The problem
Look below for the line containing "Please annotate the concrete". Output it and each remaining line of the entries exactly, and nothing else.

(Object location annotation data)
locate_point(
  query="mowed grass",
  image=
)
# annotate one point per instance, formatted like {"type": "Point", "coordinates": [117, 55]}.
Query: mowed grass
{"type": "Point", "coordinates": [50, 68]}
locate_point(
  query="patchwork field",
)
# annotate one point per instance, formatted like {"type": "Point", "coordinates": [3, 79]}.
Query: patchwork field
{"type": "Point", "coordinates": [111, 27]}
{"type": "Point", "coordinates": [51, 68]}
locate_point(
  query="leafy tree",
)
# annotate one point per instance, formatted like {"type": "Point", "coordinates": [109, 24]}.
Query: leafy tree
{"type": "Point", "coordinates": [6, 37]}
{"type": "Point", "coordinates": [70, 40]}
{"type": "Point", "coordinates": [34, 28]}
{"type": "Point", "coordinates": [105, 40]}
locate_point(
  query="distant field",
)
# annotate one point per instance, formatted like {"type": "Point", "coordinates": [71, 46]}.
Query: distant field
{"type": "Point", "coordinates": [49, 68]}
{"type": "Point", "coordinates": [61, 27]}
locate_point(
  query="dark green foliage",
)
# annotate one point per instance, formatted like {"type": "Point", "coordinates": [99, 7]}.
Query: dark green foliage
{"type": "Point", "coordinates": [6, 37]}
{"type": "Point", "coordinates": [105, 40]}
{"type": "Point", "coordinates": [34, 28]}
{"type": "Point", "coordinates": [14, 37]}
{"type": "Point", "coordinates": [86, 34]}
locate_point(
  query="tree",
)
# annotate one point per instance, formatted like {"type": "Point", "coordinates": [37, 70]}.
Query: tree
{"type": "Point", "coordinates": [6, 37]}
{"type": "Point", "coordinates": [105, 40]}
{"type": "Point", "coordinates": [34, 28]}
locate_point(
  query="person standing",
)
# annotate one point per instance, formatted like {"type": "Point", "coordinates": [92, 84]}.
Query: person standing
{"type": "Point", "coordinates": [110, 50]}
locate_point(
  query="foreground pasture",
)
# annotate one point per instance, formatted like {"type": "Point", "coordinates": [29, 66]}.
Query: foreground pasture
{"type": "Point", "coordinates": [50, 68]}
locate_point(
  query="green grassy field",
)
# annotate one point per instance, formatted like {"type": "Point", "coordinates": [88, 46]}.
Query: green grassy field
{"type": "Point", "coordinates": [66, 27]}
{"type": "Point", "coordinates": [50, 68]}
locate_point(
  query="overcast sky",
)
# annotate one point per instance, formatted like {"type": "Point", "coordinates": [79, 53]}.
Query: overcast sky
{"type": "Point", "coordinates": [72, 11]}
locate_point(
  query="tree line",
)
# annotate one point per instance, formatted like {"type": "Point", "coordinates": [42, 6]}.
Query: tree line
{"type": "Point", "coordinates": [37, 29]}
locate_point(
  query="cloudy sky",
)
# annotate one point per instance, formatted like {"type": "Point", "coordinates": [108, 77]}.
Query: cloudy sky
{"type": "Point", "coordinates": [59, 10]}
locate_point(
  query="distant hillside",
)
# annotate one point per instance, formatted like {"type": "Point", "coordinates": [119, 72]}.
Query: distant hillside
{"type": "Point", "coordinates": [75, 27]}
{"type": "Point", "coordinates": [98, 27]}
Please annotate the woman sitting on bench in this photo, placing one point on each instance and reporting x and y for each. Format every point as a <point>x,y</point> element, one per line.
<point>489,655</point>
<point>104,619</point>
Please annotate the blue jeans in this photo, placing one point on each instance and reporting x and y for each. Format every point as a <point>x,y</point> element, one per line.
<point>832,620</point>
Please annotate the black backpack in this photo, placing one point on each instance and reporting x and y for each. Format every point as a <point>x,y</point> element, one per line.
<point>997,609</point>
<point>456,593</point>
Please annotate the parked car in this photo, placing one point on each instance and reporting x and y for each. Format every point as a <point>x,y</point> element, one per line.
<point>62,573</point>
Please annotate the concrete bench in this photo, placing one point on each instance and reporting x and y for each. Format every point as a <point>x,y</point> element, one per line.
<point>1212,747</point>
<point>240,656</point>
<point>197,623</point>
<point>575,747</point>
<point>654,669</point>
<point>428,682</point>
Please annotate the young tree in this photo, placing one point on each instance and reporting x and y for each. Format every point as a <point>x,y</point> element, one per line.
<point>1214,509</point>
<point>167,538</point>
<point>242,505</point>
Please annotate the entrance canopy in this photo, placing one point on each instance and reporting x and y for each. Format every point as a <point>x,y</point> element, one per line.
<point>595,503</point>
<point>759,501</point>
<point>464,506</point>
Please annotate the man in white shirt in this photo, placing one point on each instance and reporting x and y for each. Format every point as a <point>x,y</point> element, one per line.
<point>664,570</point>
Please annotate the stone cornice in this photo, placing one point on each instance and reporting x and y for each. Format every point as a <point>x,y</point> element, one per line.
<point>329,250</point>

Complete output
Please annotate the concrete bench in this photo, placing one point on each instance and reporting x and y for each. Format every point as a <point>x,y</point> element, one per line.
<point>1212,747</point>
<point>240,656</point>
<point>197,623</point>
<point>575,747</point>
<point>654,669</point>
<point>428,682</point>
Please annotate the young tree in this photo, placing one point on each instance and reporting x and y for each. Format every point as a <point>x,y</point> element, one per line.
<point>1214,509</point>
<point>167,538</point>
<point>242,505</point>
Please annotate the entrance canopy in this photo, placing one point on each instance and reporting x and y for each. Format every point as a <point>x,y</point> element, one per line.
<point>595,503</point>
<point>759,501</point>
<point>464,506</point>
Please annotate the man in white shirt in this photo, placing one point on each instance and reporting x and y for each. Format every point as a <point>x,y</point> element, one per line.
<point>664,570</point>
Please annotate the stone cornice in this photo, placing one point on each instance and reporting x and y for each. Format every point as a <point>x,y</point> element, one per line.
<point>329,250</point>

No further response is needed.